La société Paul Hastings LLP prétend que :

- elle n'a pas été mandatée pour réaliser les opérations de succession et n'aurait pu l'être dès lors qu'elles ressortent du monopole des notaires,

- les héritiers n'ont pas pu penser que le cabinet Paul Hastings se chargerait du règlement de la succession dès lors que le memorandum les a informés que les formalités devraient être effectuées par un notaire et listait les éléments du dossier qu'ils devraient fournir au notaire en précisant le montant des honoraires notariaux,

- les héritiers ont donné procuration au notaire pour accomplir les formalités.

La société Paul Hastings LLP Europe précise que :

- sa mission portait sur les formalités légales à accomplir pour permettre le transfert des actions de la sci, les conséquences fiscales d'un tel transfert, et celles de la vente des actions de la sci et alternativement de l'immeuble et il n'a été donné au cabinet Paul Hastings aucun mandat de régler les aspects d'ordre fiscal de la succession, et en particulier de procéder à la déclaration de succession et d'évaluer l'actif successoral,

- au contraire, le cabinet Eisner Amper reconnaît dans un courriel adressé à la société Paul Hastings LLP le 20 septembre 2012, avoir reçu un tel mandat,

- elle a attiré l'attention des héritiers sur la nécessaire intervention d'un notaire.

Selon l'article 1984 du code civil, 'Le mandat ou procuration est un acte par lequel une personne donne à une autre le pouvoir de faire quelque chose pour le mandant et en son nom.

Le contrat se forme par l'acceptation du mandataire'.

L'article 1985 du même code précise que 'Le mandat peut être donné par acte authentique ou par acte sous seing privé, même par lettre. Il peut aussi être donné verbalement, mais la preuve testimoniale n'est reçue que conformément au titre 'Des contrats et des obligations conventionnelles en général'.

L'acceptation du mandat peut n'être que tacite, et résulter de l'exécution qui lui a été donnée par le mandataire'.

La preuve du mandat ne peut être reçue que conformément aux règles générales de la preuve. Il appartient aux héritiers, qui recherchent la responsabilité professionnelle des sociétés Paul Hastings LLP et Paul Hastings LLP Europe pour défaut d'exécution d'un mandat extra-judiciaire de rapporter la preuve de l'étendue du mandat confié à ces sociétés, laquelle ne se présume pas et doit être prouvée par écrit si l'acte porte sur une somme ou valeur excédant 1500 euros ou, à défaut, par commencement de preuve par écrit.

Consigne écrite 1
Remplacez « héritiers » par « ayants droit » dans le passage de l'extrait qui commence par « L'acceptation du mandat peut » et se termine par « preuve par écrit. », puis réécrivez ce passage.
Consigne écrite 2
Traduisez en anglais la phrase suivante de l'extrait : « La preuve du mandat ne peut être reçue que conformément aux règles générales de la preuve. »
Le matériel n'est d'aucune utilité pour ce travail.

Données

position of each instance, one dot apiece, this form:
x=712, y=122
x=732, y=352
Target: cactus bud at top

Résultat attendu 1
L'acceptation du mandat peut n'être que tacite, et résulter de l'exécution qui lui a été donnée par le mandataire'.

La preuve du mandat ne peut être reçue que conformément aux règles générales de la preuve. Il appartient aux ayants droit, qui recherchent la responsabilité professionnelle des sociétés Paul Hastings LLP et Paul Hastings LLP Europe pour défaut d'exécution d'un mandat extra-judiciaire de rapporter la preuve de l'étendue du mandat confié à ces sociétés, laquelle ne se présume pas et doit être prouvée par écrit si l'acte porte sur une somme ou valeur excédant 1500 euros ou, à défaut, par commencement de preuve par écrit.

Résultat attendu 2
Proof of the mandate may be received only in accordance with the general rules of evidence.